*** Opening of Dataset records ***

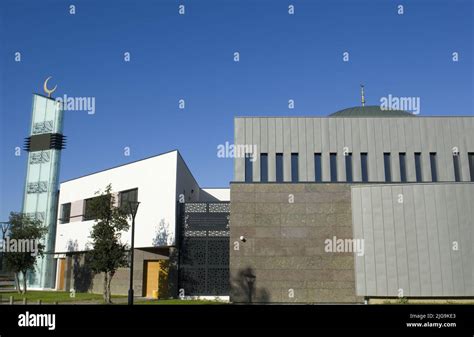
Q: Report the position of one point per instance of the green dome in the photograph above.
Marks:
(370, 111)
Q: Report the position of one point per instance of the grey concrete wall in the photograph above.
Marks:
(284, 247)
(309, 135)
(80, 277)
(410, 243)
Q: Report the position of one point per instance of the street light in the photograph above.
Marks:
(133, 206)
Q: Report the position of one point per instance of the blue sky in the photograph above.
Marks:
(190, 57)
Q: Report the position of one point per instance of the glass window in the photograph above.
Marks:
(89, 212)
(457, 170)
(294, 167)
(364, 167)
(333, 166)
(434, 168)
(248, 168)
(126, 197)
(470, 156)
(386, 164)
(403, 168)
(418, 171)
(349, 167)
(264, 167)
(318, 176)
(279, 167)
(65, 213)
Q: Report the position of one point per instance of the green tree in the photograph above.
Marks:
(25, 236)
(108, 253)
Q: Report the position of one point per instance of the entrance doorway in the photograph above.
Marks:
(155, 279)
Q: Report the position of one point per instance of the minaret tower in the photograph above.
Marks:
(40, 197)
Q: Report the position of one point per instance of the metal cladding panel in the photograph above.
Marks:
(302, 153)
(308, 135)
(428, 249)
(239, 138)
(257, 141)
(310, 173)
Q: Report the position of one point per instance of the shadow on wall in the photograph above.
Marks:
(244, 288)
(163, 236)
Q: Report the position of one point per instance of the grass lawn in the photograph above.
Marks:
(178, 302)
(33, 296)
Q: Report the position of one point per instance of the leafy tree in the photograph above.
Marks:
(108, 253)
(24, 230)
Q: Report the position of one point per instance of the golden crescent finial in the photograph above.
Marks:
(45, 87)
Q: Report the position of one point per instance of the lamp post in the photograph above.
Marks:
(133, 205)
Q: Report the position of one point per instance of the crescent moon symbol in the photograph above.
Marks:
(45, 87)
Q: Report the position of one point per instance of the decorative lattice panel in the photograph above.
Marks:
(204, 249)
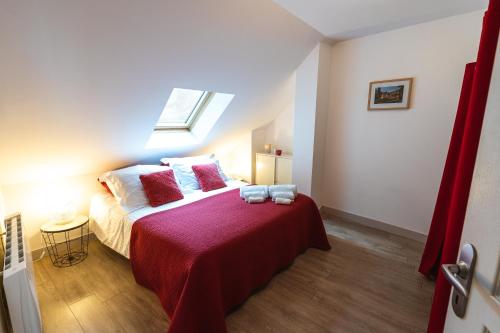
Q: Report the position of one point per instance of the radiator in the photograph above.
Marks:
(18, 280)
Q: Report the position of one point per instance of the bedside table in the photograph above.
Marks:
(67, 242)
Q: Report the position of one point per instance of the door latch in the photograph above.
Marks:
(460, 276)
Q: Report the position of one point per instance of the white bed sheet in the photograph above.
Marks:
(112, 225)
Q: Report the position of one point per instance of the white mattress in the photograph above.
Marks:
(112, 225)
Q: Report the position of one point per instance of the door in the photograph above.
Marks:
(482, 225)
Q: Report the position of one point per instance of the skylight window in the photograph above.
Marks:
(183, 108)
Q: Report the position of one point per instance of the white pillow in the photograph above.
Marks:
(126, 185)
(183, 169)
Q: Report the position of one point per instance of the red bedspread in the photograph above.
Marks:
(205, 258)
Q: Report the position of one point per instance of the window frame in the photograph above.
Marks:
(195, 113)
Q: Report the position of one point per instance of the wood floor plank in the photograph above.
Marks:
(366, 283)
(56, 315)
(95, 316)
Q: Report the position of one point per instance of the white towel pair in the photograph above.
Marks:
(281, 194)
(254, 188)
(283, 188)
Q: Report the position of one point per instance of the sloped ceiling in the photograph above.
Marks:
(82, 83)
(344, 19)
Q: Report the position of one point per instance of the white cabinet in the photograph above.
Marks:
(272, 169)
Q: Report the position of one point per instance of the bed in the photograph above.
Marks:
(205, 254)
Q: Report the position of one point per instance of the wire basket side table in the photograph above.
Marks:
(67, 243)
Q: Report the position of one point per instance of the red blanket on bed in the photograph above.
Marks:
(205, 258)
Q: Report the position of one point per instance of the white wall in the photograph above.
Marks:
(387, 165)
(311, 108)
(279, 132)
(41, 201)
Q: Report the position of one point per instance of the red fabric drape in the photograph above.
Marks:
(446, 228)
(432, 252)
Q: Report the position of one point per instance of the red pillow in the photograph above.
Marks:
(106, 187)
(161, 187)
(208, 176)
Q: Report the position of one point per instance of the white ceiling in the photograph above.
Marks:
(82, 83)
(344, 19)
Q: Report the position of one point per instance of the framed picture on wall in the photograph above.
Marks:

*** Close of Dataset records ***

Work to be completed.
In transcribing the material above, reproduce each line exactly and include none of the pictures.

Written answer.
Q: Report the position of one point per instance of the green dome in the photograph above.
Marks:
(370, 111)
Q: Report the position of one point per instance of the grey concrete wall in the photograph above.
Marks:
(284, 247)
(309, 135)
(80, 277)
(410, 243)
Q: Report the position of one point per instance of the street light in the photograph above.
Marks:
(133, 206)
Q: Report the position of one point per instance of the blue sky in the photograph above.
Marks:
(190, 57)
Q: Report the position of one point per instance of the glass window in the photograph above.
Marks:
(89, 212)
(457, 170)
(294, 167)
(364, 167)
(333, 166)
(434, 168)
(248, 168)
(126, 197)
(470, 156)
(386, 164)
(403, 168)
(418, 171)
(349, 167)
(264, 167)
(318, 176)
(279, 167)
(65, 213)
Q: Report the position of one point per instance of the green tree in the photograph above.
Marks:
(25, 236)
(108, 253)
Q: Report the position of one point per instance of the entrance doorway in the photograph above.
Marks:
(155, 279)
Q: Report the position of one point per instance of the minaret tower in the photograph above.
Marks:
(40, 197)
Q: Report the position of one point per instance of the metal cladding panel in the photograph above.
Marks:
(302, 153)
(308, 135)
(428, 249)
(239, 138)
(257, 141)
(310, 173)
Q: Report the position of one point per instance of the shadow on wall in the photograph above.
Marks:
(244, 288)
(163, 236)
Q: Report the position of one point per instance of the grass lawn in the photograph above.
Marks:
(178, 302)
(33, 296)
Q: Report the position of one point per instance of the leafy tree in the photograph above.
Marks:
(108, 253)
(24, 230)
Q: Report the position of one point per instance of the golden crescent finial in the photograph above.
Marks:
(45, 87)
Q: Report the position of one point per instance of the lamp post in the photograph above.
Marks:
(133, 205)
Q: Report the position of one point per instance of the crescent moon symbol in the photograph above.
Marks:
(45, 87)
Q: Report the position of one point per instance of the decorative lattice panel in the photograph above.
Marks:
(204, 249)
Q: Report the position of one point per instance of the radiator in the photograph above.
Marks:
(18, 280)
Q: Report the position of one point per instance of the bedside table in the photograph above.
Marks:
(67, 242)
Q: Report the position of one point per instance of the door latch in the photograph above.
Marks:
(460, 276)
Q: Report the position of one point per instance of the white bed sheet in the photograph above.
Marks:
(112, 225)
Q: Report the position of one point per instance of the white mattress in the photograph above.
Marks:
(112, 225)
Q: Report the position of one point per instance of the door in the photograph above.
Marks:
(482, 225)
Q: Report the position of one point per instance of the skylight window in the photograph above.
Marks:
(183, 108)
Q: Report the position of one point per instance of the white pillow in the photograph above.
Marks:
(126, 185)
(183, 169)
Q: Report the position of one point per instance of the red bedspread in the photograph above.
Marks:
(205, 258)
Q: Report the position of one point per instance of the window frame in the photograph above.
Marks:
(195, 113)
Q: Report the position of one point per instance of the wood floor plank in the photograph above.
Marks:
(366, 283)
(56, 315)
(95, 316)
Q: Report the position of one point per instance of the white towel pair in the photograph above.
Marks:
(281, 194)
(254, 188)
(283, 188)
Q: Report the position of one point per instance of the sloped ceiling in the photograph above.
Marks:
(82, 83)
(344, 19)
Q: Report the position of one point per instance of the white cabinet in the photograph above.
Marks:
(272, 169)
Q: Report the position of one point per instance of the bed in the photograph above.
Marks:
(205, 254)
Q: Report the position of one point per instance of the wire basket side table in the photograph above.
Marks:
(67, 243)
Q: Report the position of one point per instance of the red blanket on bed in the photograph above.
Marks:
(205, 258)
Q: Report the position of one point per instance of the white wall in the photograph above.
Marks:
(387, 165)
(311, 108)
(279, 132)
(41, 201)
Q: Report the position of one point per instance of the red fabric drape in the photograph above.
Marks:
(446, 228)
(432, 252)
Q: Report the position of one point per instance of the red pillow in the photograph above.
Marks:
(106, 187)
(161, 187)
(208, 176)
Q: Report the position of one point per instance of the white ceiling in the photograph above.
Marks:
(82, 83)
(344, 19)
Q: Report the position of one point per instance of the framed picture on wall in the photograph above.
Marks:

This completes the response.